[EXERCISE]:
Repeat every item below word for word, leaving each line unchanged.

(Items for identifying locations)
====

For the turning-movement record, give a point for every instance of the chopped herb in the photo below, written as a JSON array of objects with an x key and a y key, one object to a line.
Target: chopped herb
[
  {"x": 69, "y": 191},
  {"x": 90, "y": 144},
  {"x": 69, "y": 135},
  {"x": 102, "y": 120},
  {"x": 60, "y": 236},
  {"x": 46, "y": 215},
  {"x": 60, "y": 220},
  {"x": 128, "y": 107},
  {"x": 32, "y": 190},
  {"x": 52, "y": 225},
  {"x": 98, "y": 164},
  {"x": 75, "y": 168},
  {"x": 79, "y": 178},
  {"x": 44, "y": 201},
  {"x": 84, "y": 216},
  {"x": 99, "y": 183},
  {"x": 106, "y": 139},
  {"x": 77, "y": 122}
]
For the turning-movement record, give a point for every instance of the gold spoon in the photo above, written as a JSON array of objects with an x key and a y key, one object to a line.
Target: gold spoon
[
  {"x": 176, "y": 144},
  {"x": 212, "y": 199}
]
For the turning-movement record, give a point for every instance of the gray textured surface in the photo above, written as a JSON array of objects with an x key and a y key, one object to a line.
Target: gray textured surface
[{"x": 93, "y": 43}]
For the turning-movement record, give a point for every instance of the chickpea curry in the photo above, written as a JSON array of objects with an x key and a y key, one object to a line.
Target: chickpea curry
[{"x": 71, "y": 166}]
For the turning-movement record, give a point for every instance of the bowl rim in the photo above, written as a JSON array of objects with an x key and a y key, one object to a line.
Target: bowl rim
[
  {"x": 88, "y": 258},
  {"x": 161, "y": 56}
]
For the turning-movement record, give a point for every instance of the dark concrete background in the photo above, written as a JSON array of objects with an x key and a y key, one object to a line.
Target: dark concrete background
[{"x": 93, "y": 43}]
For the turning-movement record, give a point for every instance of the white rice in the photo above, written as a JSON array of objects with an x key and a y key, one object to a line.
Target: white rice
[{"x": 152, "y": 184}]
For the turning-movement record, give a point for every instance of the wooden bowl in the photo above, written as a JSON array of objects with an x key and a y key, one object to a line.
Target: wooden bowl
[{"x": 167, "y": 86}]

====

[OUTPUT FOR THIS EXERCISE]:
For the turning-movement record, give a point for every instance of the chopped herb in the photo below, written as a JSON array of objects with an x key and a y key, one object to a line.
Target: chopped herb
[
  {"x": 69, "y": 191},
  {"x": 90, "y": 144},
  {"x": 69, "y": 135},
  {"x": 102, "y": 120},
  {"x": 60, "y": 236},
  {"x": 46, "y": 215},
  {"x": 60, "y": 220},
  {"x": 128, "y": 107},
  {"x": 32, "y": 190},
  {"x": 52, "y": 225},
  {"x": 98, "y": 164},
  {"x": 75, "y": 168},
  {"x": 79, "y": 178},
  {"x": 44, "y": 201},
  {"x": 84, "y": 216},
  {"x": 99, "y": 183},
  {"x": 106, "y": 139},
  {"x": 77, "y": 122}
]
For the turning-movement record, give a point for every instance of the gold spoon in the photo above, written as a JSON array of objects with an x key and a y key, one object to a line.
Target: gold spoon
[
  {"x": 176, "y": 144},
  {"x": 212, "y": 199}
]
For the turning-movement record, give a point for every instance of the gray textured surface in the photo above, written as a JSON array of objects with an x key and a y key, one object to a line.
Target: gray textured surface
[{"x": 93, "y": 43}]
For the turning-movement record, give a point for every instance of the chickpea curry in the photo above, written as a JSON array of objects with an x key and a y key, one object to a line.
Target: chickpea curry
[{"x": 71, "y": 166}]
For the turning-movement record, give a point for every instance of the bowl rim in the photo above, written as a JSON array of objects with an x key and a y key, one object to a line.
Target: bowl rim
[
  {"x": 88, "y": 258},
  {"x": 161, "y": 56}
]
For the turning-movement record, give a point for every instance of the dark concrete background in the photo above, written as a JSON array of objects with an x key and a y key, one object to a line.
Target: dark concrete background
[{"x": 93, "y": 43}]
For the turning-movement record, give a point for every instance of the white rice in the photo above, written as a JSON array of objects with an x key and a y key, one object to a line.
Target: white rice
[{"x": 152, "y": 184}]
For the turning-movement record, give a point for every instance of the wooden bowl in the photo above, written as a JSON array of objects with an x key and a y key, one object to a line.
Target: wooden bowl
[{"x": 167, "y": 86}]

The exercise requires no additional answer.